### TASK PROMPT
What follows is a listing; restate all of it word for word.

### DATA SUPPLIED
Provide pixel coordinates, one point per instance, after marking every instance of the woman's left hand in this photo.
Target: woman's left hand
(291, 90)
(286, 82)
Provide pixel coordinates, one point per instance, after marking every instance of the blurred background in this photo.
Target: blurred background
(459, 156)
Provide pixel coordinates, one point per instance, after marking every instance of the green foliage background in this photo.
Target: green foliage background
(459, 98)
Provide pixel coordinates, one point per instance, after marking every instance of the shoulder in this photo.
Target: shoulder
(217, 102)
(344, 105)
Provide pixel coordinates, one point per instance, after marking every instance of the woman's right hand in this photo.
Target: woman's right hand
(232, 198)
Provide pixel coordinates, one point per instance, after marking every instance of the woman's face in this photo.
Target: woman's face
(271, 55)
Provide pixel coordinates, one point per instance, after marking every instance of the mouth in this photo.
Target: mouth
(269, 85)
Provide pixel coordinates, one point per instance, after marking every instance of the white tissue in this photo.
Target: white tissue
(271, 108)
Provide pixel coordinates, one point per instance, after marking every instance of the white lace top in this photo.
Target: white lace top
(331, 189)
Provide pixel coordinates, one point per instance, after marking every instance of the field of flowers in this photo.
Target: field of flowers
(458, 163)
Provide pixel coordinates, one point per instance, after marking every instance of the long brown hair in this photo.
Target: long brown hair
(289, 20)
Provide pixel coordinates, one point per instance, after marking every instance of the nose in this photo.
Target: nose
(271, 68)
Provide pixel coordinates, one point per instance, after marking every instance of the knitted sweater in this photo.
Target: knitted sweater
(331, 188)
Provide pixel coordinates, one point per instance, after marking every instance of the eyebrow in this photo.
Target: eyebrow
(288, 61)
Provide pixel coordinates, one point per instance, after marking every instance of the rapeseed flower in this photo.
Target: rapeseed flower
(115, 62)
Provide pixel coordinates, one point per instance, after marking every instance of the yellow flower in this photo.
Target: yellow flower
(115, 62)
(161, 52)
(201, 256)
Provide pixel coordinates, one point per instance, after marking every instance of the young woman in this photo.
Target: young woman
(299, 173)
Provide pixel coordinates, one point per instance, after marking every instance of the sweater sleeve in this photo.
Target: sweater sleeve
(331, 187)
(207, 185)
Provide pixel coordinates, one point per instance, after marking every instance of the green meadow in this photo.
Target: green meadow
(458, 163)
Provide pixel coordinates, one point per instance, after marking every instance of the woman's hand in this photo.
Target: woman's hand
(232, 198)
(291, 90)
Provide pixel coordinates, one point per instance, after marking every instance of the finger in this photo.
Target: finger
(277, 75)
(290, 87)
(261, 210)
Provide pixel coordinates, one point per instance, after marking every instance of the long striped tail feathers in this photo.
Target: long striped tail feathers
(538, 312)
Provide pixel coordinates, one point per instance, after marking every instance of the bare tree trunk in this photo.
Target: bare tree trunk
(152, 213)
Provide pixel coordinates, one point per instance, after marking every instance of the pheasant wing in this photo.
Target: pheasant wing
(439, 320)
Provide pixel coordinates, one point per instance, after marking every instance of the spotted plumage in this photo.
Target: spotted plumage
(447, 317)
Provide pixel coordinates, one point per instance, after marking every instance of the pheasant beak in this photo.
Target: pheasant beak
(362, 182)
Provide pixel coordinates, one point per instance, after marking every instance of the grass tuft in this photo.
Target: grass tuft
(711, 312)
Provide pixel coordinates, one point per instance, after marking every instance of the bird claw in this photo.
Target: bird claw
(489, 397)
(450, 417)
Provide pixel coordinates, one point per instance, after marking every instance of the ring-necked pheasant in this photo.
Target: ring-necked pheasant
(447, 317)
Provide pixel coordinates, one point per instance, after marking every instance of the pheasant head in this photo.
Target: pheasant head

### ANSWER FOR THE TASK
Provide pixel coordinates, one point per instance, after marking every instance of the woman's left hand in this photo.
Target: woman's left hand
(291, 90)
(286, 82)
Provide pixel coordinates, one point per instance, after marking every instance of the blurred background in this photo.
Target: blurred background
(459, 156)
Provide pixel coordinates, one point per instance, after marking every instance of the green foliage background in this photo.
Target: green foliage background
(459, 98)
Provide pixel coordinates, one point per instance, after marking every instance of the shoulder in this photo.
Target: shoulder
(217, 102)
(344, 105)
Provide pixel coordinates, one point per instance, after marking every instance of the woman's right hand in this photo.
Target: woman's right hand
(232, 198)
Provide pixel coordinates, one point per instance, after marking every instance of the woman's face in this photo.
Target: woman's face
(271, 55)
Provide pixel coordinates, one point per instance, after marking every instance of the mouth in this photo.
Target: mouth
(269, 85)
Provide pixel coordinates, one point per instance, after marking every instance of the white tissue in this photo.
Target: white tissue
(271, 108)
Provide pixel coordinates, one point per instance, after marking every instance of the white lace top in this photo.
Target: white lace top
(331, 189)
Provide pixel coordinates, one point per instance, after marking every instance of the field of flowers in this photo.
Target: field of flowers
(458, 163)
Provide pixel coordinates, one point per instance, after marking every instance of the long brown hair in this photo.
Target: long brown hair
(289, 20)
Provide pixel coordinates, one point per instance, after marking every instance of the nose in this photo.
Target: nose
(271, 68)
Provide pixel coordinates, one point per instance, after marking every instance of the knitted sweater in this photo.
Target: knitted sweater
(331, 188)
Provide pixel coordinates, one point per instance, after marking every instance of the eyebrow in this photo.
Target: eyebrow
(288, 61)
Provide pixel coordinates, one point per instance, after marking every instance of the rapeseed flower in this photo.
Target: rapeseed flower
(115, 62)
Provide pixel coordinates, one point per instance, after marking every instance of the yellow flower in this photo.
Target: yellow flower
(115, 62)
(161, 52)
(201, 256)
Provide pixel coordinates, one point per instance, after marking every instance of the young woman in this photo.
Target: young woman
(299, 173)
Provide pixel coordinates, one point per instance, after marking every instance of the sweater sleeve in this photo.
Target: sweater sleeve
(331, 187)
(207, 185)
Provide pixel coordinates, one point per instance, after marking every instance of the green meadow in this photo.
Target: green meadow
(458, 163)
Provide pixel coordinates, one point per instance, after marking every instance of the woman's hand in this photo.
Target: woman's hand
(232, 198)
(291, 90)
Provide pixel coordinates, one point per instance, after marking every instance of the finger in this photo.
Target: finger
(277, 75)
(290, 87)
(261, 210)
Provide pixel coordinates, one point per instance, after marking every instance of the long striped tail feathers in this photo.
Target: long striped tail feathers
(538, 312)
Provide pixel coordinates, one point per instance, after marking every instance of the bare tree trunk in this photo.
Target: bare tree trunk
(152, 213)
Provide pixel coordinates, one point per instance, after marking every instance of the pheasant wing in this photo.
Target: pheasant wing
(439, 320)
Provide pixel coordinates, one point per instance, after marking every instance of the spotted plumage in this photo.
Target: spotted plumage
(447, 317)
Provide pixel coordinates, one point per instance, after marking every instance of the pheasant beak in this photo.
Target: pheasant beak
(362, 182)
Provide pixel coordinates, one point per instance, after marking every instance of the grass tuft in this photo.
Target: grass tuft
(711, 312)
Provide pixel coordinates, one point per instance, after marking every instance of the bird claw in this photo.
Target: bird claw
(489, 397)
(450, 417)
Provide pixel coordinates, one point per instance, after marking every instance of the ring-necked pheasant in this photo.
Target: ring-necked pheasant
(447, 317)
Provide pixel coordinates, one point per instance, after marking every instance of the pheasant head in this photo.
Target: pheasant head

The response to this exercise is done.